◆ Extrait du document:
==================================================
Je suis le vrai cep, et mon Père est le vigneron.Tout sarment qui est en moi et qui ne porte pas de fruit, il le retranche; et tout sarment qui porte du fruit, il l'émonde, afin qu'il porte encore plus de fruit. Déjà vous êtes purs, à cause de la parole que je vous ai annoncée. Demeurez en moi, et je demeurerai en vous. Comme le sarment ne peut de lui-même porter du fruit, s'il ne demeure attaché au cep, ainsi vous ne le pouvez non plus, si vous ne demeurez en moi. Je suis le cep, vous êtes les sarments. Celui qui demeure en moi et en qui je demeure porte beaucoup de fruit, car sans moi vous ne pouvez rien faire. Si quelqu'un ne demeure pas en moi, il est jeté dehors, comme le sarment, et il sèche; puis on ramasse les sarments, on les jette au feu, et ils brûlent. 

Si vous demeurez en moi, et que mes paroles demeurent en vous, demandez ce que vous voudrez, et cela vous sera accordé. Si vous portez beaucoup de fruit, c'est ainsi que mon Père sera glorifié, et que vous serez mes disciples. Comme le Père m'a aimé, je vous ai aussi aimés. Demeurez dans mon amour. Si vous gardez mes commandements, vous demeurerez dans mon amour, de même que j'ai gardé les commandements de mon Père, et que je demeure dans son amour. Je vous ai dit ces choses, afin que ma joie soit en vous, et que votre joie soit parfaite. C'est ici mon commandement: Aimez-vous les uns les autres, comme je vous ai aimés. Il n'y a pas de plus grand amour que de donner sa vie pour ses amis. Vous êtes mes amis, si vous faites ce que je vous commande. Je ne vous appelle plus serviteurs, parce que le serviteur ne sait pas ce que fait son maître; mais je vous ai appelés amis, parce que je vous ai fait connaître tout ce que j'ai appris de mon Père. Ce n'est pas vous qui m'avez choisi; mais moi, je vous ai choisis, et je vous ai établis, afin que vous alliez, et que vous portiez du fruit, et que votre fruit demeure, afin que ce que vous demanderez au Père en mon nom, il vous le donne. Ce que je vous commande, c'est de vous aimer les uns les autres.

pm 020521 1Jean 15, 1-17 (traduction LSG)  

Il est certains textes de la bible qui peuvent être source de bénédiction ou de malédiction selon leur interprétation.  Ce passage peut être une malédiction si nous le lisons comme une condamnation de quiconque ne suit pas la volonté de Dieu, et qui serait jeté au feu et brûlé. Ce texte a été d’ailleurs utilisé pour justifier la persécution et la mort par le feu de tous ceux que les juges de l’Inquisition jugeaient hérétiques, comme les Cathares, ou Jeanne d’Arc, qui périrent dans des bûchers.
==================================================
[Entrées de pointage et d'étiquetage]
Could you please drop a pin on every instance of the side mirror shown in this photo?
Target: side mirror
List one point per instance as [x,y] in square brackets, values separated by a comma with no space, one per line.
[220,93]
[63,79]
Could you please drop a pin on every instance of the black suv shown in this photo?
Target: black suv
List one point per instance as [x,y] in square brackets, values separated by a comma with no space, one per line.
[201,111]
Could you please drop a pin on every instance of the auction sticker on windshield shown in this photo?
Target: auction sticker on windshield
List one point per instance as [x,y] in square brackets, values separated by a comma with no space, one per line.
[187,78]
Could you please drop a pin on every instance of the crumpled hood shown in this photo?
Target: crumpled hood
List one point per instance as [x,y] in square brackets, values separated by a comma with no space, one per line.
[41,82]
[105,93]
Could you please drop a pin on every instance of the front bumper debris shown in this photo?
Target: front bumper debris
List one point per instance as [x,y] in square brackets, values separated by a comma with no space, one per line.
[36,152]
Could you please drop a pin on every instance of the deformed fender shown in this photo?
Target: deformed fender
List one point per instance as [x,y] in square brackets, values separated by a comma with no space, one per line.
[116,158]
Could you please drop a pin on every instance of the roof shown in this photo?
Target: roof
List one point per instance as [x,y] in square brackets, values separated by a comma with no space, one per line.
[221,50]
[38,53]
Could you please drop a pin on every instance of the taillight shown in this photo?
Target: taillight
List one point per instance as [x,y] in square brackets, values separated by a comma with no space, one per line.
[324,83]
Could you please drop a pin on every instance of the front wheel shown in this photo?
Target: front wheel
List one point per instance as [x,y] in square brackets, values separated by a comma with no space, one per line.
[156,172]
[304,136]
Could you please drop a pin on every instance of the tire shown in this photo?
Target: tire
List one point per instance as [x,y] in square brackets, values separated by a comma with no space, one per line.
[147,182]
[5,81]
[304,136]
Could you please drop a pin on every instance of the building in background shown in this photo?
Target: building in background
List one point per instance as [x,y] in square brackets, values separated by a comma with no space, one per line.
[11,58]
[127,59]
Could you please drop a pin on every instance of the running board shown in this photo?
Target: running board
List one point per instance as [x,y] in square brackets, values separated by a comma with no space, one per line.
==================================================
◆ Parties de l'exercice:
- a) Recopiez le passage de l'extrait allant de « pm 020521 1Jean » jusqu'à « dans des bûchers. » inclus.
- b) Indiquez si chacune des affirmations suivantes concorde avec l'extrait, en répondant par oui ou par non et en citant textuellement les mots qui permettent de trancher. (i) Le Père y est présenté comme le vigneron. (ii) Le sarment peut porter du fruit de lui-même sans demeurer attaché au cep. (iii) Ce texte a servi à justifier la persécution de ceux que les juges de l'Inquisition tenaient pour hérétiques.
- c) Quels exemples de personnes ayant péri sur des bûchers l'extrait mentionne-t-il ?
Les données constituent un matériau distinct de l'extrait.

◆ Liste des réponses:
- a)
pm 020521 1Jean 15, 1-17 (traduction LSG)  

Il est certains textes de la bible qui peuvent être source de bénédiction ou de malédiction selon leur interprétation.  Ce passage peut être une malédiction si nous le lisons comme une condamnation de quiconque ne suit pas la volonté de Dieu, et qui serait jeté au feu et brûlé. Ce texte a été d’ailleurs utilisé pour justifier la persécution et la mort par le feu de tous ceux que les juges de l’Inquisition jugeaient hérétiques, comme les Cathares, ou Jeanne d’Arc, qui périrent dans des bûchers.

- b)
(i) Oui : « mon Père est le vigneron ».
(ii) Non : « Comme le sarment ne peut de lui-même porter du fruit, s'il ne demeure attaché au cep ».
(iii) Oui : « Ce texte a été d’ailleurs utilisé pour justifier la persécution et la mort par le feu de tous ceux que les juges de l’Inquisition jugeaient hérétiques ».

- c) Les Cathares et Jeanne d'Arc.